> [Written exercise 1]
Write out the stretch of the text on bash loops and functions from "for, while, and" through "service comes up.".
> [Written exercise 2]
In the text on bash loops and functions, what range of exit status values can return set?

> [Text]
-------------------------

Loops and Functions
Loops and functions are the two constructs that turn a linear list of commands into a program. A loop repeats a block of work over a list of items or a stream of lines; a function names a block so you can call it many times and from many places. Together they are what separates a copy-pasted sequence of commands from something you can maintain.
In bash, both have edges that cut. A for loop word-splits its list, so a filename with a space becomes two iterations. A while read on the right of a pipe runs in a subshell, so any variable it sets vanishes when the loop ends. And a function has no real return value — return only sets an exit status from 0 to 255. Knowing where these traps sit is the difference between a script that works on your laptop and one that survives a directory of real-world filenames in production.
for, while, and until
A for loop iterates over a list of words. The list is whatever the shell produces after expansion — a glob, an array, the output of a command substitution — and the loop runs its body once per word. For numeric ranges, the C-style form for (( i=0; i<n; i++ )) is more honest than brace expansion because the bound can be a variable. Use a glob, not ls, when you want to walk files: the glob produces real filenames as separate words, with no parsing in between.
A while loop runs as long as its condition exits 0, which makes it the right tool for consuming a stream. The canonical pattern, while IFS= read -r line, reads one line at a time from standard input and is the only correct way to process file contents line by line. until is the inverse — it runs until its condition succeeds — and its natural home is a retry loop that keeps trying until a service comes up.

-------------------------

Position identification records:
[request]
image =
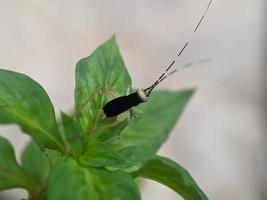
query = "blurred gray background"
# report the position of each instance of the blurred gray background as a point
(221, 137)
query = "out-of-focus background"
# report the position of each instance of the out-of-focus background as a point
(221, 138)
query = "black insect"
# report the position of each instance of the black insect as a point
(123, 103)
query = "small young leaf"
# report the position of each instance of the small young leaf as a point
(70, 181)
(37, 164)
(160, 115)
(11, 174)
(25, 102)
(104, 68)
(172, 175)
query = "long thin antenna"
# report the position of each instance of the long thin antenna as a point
(149, 89)
(165, 75)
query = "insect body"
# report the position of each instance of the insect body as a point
(123, 103)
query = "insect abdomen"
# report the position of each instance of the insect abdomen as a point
(121, 104)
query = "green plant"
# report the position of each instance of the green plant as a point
(76, 157)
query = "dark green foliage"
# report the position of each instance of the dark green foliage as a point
(81, 156)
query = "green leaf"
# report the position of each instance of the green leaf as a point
(150, 130)
(11, 174)
(70, 181)
(103, 68)
(37, 164)
(25, 102)
(98, 155)
(74, 135)
(172, 175)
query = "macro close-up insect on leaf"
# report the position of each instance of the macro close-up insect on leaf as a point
(110, 139)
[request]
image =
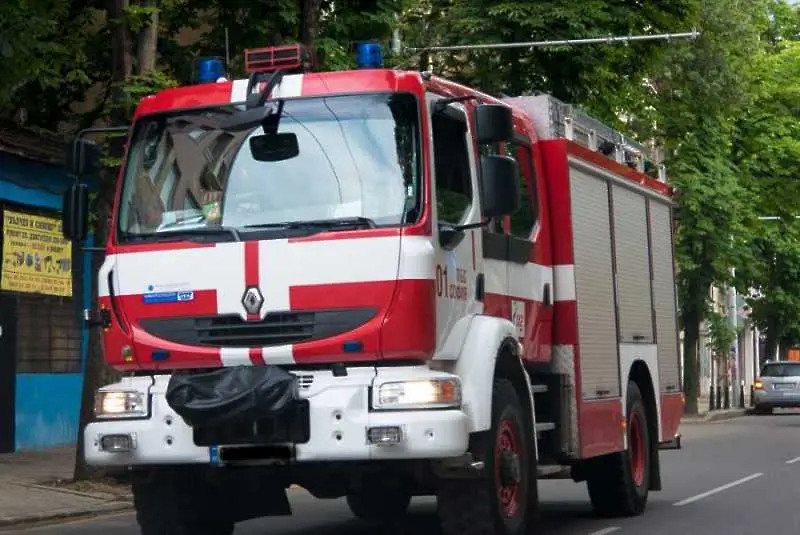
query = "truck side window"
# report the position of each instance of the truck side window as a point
(451, 161)
(524, 220)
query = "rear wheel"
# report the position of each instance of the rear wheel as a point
(504, 500)
(619, 483)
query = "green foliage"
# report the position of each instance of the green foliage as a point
(48, 57)
(721, 335)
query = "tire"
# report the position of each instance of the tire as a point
(379, 505)
(176, 503)
(619, 484)
(489, 505)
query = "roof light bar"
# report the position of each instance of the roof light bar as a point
(278, 58)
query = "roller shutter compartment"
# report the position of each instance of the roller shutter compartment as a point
(594, 286)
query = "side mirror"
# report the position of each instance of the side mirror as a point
(493, 124)
(500, 189)
(75, 213)
(274, 147)
(83, 157)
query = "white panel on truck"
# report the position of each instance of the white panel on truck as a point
(664, 296)
(594, 285)
(634, 297)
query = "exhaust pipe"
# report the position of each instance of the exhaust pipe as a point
(674, 444)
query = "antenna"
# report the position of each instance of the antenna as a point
(227, 47)
(694, 34)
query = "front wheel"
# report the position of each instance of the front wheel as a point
(504, 500)
(619, 484)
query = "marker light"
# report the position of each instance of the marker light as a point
(369, 55)
(210, 70)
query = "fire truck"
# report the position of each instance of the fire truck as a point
(379, 284)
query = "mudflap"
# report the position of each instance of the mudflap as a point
(250, 493)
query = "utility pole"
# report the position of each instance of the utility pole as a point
(733, 320)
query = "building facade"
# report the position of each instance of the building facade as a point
(43, 288)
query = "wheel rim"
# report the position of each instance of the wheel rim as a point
(507, 469)
(636, 449)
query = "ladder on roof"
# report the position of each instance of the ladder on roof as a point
(558, 119)
(576, 125)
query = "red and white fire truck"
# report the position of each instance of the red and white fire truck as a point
(379, 284)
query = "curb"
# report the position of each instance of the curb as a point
(115, 498)
(86, 512)
(716, 416)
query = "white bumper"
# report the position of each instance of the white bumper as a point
(340, 416)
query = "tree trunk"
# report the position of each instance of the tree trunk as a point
(96, 372)
(309, 21)
(121, 45)
(148, 41)
(691, 337)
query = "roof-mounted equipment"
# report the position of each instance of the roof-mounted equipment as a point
(287, 58)
(369, 55)
(209, 70)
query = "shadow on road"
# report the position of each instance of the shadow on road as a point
(555, 518)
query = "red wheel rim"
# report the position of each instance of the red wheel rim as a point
(636, 449)
(508, 494)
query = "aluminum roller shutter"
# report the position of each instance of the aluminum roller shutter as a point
(634, 297)
(591, 233)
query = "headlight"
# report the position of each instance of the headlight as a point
(421, 394)
(120, 404)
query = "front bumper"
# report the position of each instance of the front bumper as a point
(777, 399)
(340, 416)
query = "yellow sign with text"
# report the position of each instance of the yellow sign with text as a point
(36, 257)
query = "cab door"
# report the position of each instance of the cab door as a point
(459, 279)
(530, 277)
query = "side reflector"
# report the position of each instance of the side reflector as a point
(116, 443)
(383, 436)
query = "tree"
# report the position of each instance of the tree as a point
(604, 79)
(768, 152)
(133, 33)
(51, 68)
(701, 89)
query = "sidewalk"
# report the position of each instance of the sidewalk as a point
(35, 487)
(704, 415)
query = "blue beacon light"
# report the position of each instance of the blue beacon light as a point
(369, 55)
(209, 70)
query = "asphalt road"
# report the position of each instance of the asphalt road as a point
(738, 477)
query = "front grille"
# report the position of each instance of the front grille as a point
(274, 330)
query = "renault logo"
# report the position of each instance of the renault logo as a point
(252, 300)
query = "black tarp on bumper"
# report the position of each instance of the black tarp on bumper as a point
(241, 405)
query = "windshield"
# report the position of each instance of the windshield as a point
(784, 369)
(358, 156)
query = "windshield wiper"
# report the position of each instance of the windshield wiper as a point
(178, 233)
(327, 224)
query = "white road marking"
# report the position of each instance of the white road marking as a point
(605, 531)
(718, 489)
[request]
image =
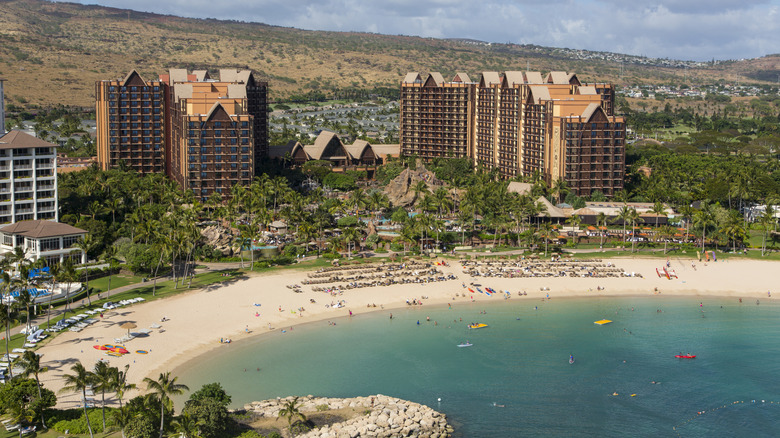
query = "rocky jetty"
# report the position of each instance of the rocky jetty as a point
(378, 416)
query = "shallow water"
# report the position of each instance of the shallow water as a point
(516, 379)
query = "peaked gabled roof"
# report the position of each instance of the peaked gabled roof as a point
(461, 77)
(412, 78)
(133, 78)
(539, 93)
(178, 75)
(490, 78)
(18, 139)
(558, 77)
(356, 149)
(201, 75)
(218, 112)
(434, 79)
(591, 110)
(533, 77)
(325, 142)
(39, 229)
(512, 78)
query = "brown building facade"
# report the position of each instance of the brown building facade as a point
(517, 123)
(206, 134)
(437, 116)
(131, 116)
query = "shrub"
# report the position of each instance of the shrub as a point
(79, 425)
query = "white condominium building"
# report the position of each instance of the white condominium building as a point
(28, 178)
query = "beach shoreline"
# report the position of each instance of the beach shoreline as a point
(196, 320)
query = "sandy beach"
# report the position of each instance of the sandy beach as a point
(195, 321)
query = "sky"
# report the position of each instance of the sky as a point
(696, 30)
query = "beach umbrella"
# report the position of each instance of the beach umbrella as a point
(128, 325)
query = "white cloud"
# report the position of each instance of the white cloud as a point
(681, 29)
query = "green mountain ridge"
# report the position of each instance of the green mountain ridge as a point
(54, 52)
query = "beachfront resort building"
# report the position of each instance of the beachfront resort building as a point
(206, 134)
(131, 124)
(28, 178)
(52, 241)
(437, 116)
(360, 155)
(520, 124)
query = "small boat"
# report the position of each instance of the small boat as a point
(685, 356)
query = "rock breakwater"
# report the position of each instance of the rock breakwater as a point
(375, 416)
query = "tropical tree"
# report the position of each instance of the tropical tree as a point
(601, 225)
(703, 218)
(31, 364)
(560, 189)
(162, 389)
(79, 381)
(21, 414)
(766, 222)
(186, 426)
(120, 384)
(733, 229)
(546, 232)
(103, 376)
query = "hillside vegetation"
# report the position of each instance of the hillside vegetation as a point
(52, 53)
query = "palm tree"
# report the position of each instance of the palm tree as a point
(120, 385)
(21, 414)
(54, 273)
(85, 244)
(122, 417)
(163, 388)
(575, 221)
(31, 364)
(765, 221)
(79, 381)
(291, 411)
(733, 229)
(659, 209)
(601, 221)
(560, 189)
(704, 218)
(350, 235)
(420, 187)
(624, 215)
(109, 257)
(546, 232)
(103, 381)
(186, 426)
(633, 216)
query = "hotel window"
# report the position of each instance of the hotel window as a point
(69, 241)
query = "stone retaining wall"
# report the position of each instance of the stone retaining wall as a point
(386, 417)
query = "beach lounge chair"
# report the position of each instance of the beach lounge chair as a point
(11, 427)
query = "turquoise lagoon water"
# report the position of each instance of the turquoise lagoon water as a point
(516, 379)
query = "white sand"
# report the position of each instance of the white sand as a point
(198, 319)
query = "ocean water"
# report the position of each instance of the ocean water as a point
(516, 379)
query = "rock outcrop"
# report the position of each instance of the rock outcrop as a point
(219, 237)
(400, 190)
(381, 416)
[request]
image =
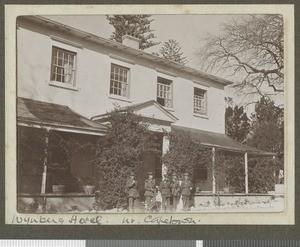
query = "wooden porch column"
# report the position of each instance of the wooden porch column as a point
(275, 177)
(44, 176)
(165, 149)
(246, 173)
(213, 170)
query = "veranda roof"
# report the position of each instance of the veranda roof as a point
(221, 141)
(40, 114)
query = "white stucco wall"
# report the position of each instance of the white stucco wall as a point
(91, 96)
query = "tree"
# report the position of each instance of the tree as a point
(171, 50)
(237, 124)
(251, 48)
(120, 152)
(267, 128)
(134, 25)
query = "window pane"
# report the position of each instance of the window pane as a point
(63, 66)
(118, 80)
(164, 96)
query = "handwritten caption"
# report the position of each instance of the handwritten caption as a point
(77, 219)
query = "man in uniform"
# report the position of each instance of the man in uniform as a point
(165, 190)
(150, 190)
(186, 187)
(175, 189)
(132, 191)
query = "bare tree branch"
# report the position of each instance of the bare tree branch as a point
(249, 48)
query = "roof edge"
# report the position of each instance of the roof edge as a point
(132, 51)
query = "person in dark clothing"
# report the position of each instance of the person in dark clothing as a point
(165, 190)
(175, 189)
(150, 189)
(132, 192)
(186, 187)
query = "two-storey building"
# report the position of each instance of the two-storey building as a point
(68, 79)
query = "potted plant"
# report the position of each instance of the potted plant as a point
(58, 187)
(57, 175)
(88, 185)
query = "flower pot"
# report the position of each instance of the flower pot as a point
(58, 189)
(226, 190)
(89, 189)
(279, 188)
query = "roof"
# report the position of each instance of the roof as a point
(140, 106)
(125, 49)
(221, 141)
(40, 114)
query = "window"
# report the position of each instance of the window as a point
(164, 92)
(200, 101)
(119, 84)
(200, 173)
(63, 66)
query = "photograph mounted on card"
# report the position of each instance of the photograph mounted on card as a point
(160, 118)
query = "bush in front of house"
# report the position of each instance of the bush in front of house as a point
(118, 153)
(231, 173)
(186, 154)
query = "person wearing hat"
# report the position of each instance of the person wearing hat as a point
(186, 187)
(150, 189)
(132, 191)
(165, 190)
(175, 189)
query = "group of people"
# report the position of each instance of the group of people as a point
(169, 188)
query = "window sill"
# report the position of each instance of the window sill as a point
(63, 85)
(112, 96)
(200, 116)
(169, 109)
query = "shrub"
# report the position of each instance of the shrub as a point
(120, 152)
(185, 154)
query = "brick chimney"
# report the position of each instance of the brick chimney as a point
(131, 41)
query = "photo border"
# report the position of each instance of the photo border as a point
(177, 232)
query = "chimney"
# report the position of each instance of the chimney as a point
(131, 41)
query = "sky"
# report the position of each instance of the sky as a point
(185, 29)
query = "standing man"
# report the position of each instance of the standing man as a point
(132, 192)
(175, 189)
(150, 190)
(165, 190)
(186, 187)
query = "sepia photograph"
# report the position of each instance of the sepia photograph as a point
(160, 117)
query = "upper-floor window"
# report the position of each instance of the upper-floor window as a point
(63, 66)
(200, 105)
(119, 81)
(164, 92)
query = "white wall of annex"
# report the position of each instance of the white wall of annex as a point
(93, 78)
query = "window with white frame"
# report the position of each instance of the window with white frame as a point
(119, 81)
(164, 92)
(200, 104)
(63, 66)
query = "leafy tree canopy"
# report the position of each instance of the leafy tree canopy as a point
(251, 48)
(171, 50)
(134, 25)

-------------------------

> [Finished answer 1]
for, while, and until
A for loop iterates over a list of words. The list is whatever the shell produces after expansion — a glob, an array, the output of a command substitution — and the loop runs its body once per word. For numeric ranges, the C-style form for (( i=0; i<n; i++ )) is more honest than brace expansion because the bound can be a variable. Use a glob, not ls, when you want to walk files: the glob produces real filenames as separate words, with no parsing in between.
A while loop runs as long as its condition exits 0, which makes it the right tool for consuming a stream. The canonical pattern, while IFS= read -r line, reads one line at a time from standard input and is the only correct way to process file contents line by line. until is the inverse — it runs until its condition succeeds — and its natural home is a retry loop that keeps trying until a service comes up.

> [Finished answer 2]
From 0 to 255.